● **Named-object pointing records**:
_ _ _ _ _ _ _
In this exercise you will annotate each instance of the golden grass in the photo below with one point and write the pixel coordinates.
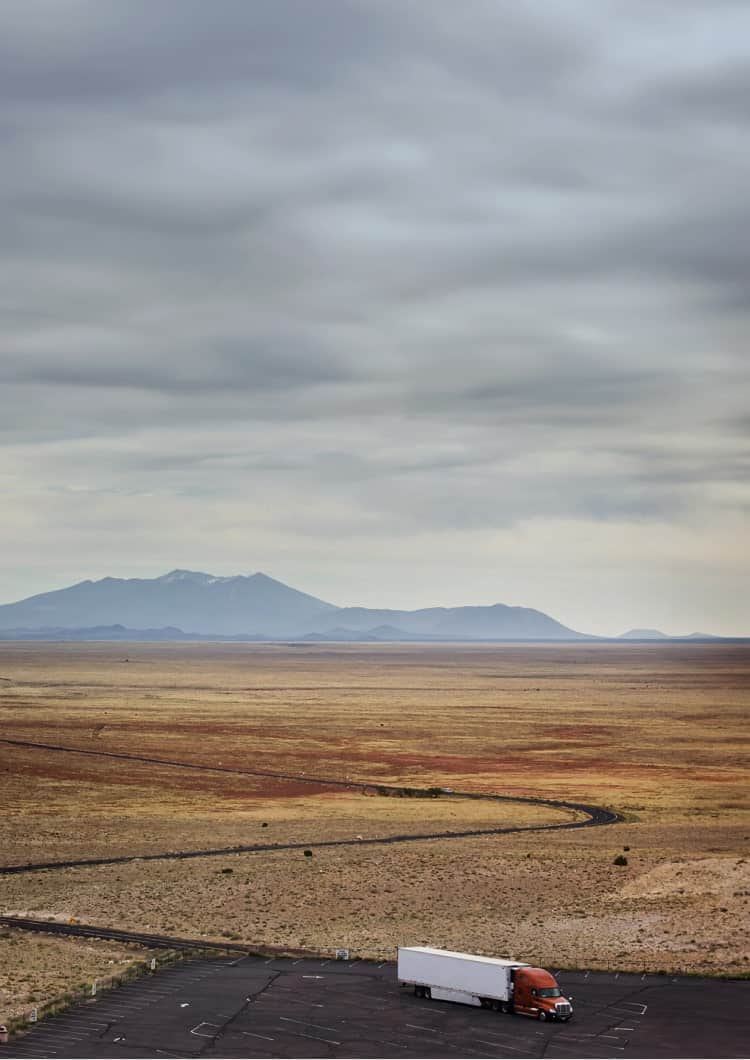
(37, 968)
(658, 732)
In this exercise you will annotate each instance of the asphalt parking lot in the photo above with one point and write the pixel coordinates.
(256, 1007)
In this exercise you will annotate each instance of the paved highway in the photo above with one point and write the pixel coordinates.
(593, 815)
(271, 1007)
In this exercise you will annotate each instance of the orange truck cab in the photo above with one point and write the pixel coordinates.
(535, 992)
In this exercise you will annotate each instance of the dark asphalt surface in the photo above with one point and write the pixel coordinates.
(277, 1007)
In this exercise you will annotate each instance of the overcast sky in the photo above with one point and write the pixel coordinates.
(400, 302)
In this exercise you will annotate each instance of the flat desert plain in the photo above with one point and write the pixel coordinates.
(657, 732)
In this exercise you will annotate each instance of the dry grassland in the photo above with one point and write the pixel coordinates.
(38, 968)
(658, 732)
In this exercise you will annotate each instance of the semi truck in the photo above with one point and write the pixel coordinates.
(504, 986)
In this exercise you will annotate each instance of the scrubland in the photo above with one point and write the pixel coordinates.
(657, 732)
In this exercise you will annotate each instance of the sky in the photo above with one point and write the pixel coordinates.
(403, 303)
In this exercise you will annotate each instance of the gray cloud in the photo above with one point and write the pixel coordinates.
(404, 271)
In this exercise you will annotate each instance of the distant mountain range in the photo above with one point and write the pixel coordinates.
(192, 605)
(188, 604)
(658, 635)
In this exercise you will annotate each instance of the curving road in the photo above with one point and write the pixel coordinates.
(594, 815)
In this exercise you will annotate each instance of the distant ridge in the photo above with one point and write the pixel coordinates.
(643, 635)
(252, 606)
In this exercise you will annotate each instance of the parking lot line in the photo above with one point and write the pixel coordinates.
(315, 1038)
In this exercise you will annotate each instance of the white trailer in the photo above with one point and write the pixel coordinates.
(505, 986)
(457, 976)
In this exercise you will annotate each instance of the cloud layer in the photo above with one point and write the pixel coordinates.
(405, 304)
_ _ _ _ _ _ _
Starting at the beginning of the material and ending at the line containing "(256, 1007)", write out each of those lines in full, offsetting every pixel coordinate in the answers by adding 83 to it. Leave the picture out of your answer.

In this exercise you will annotate each instance of the golden grass in the photo below with one point and write the pixel coordinates.
(120, 1051)
(741, 815)
In this exercise you will annotate each instance of the asphalt parking lot in the photo above with one point and write the pixel coordinates.
(339, 1090)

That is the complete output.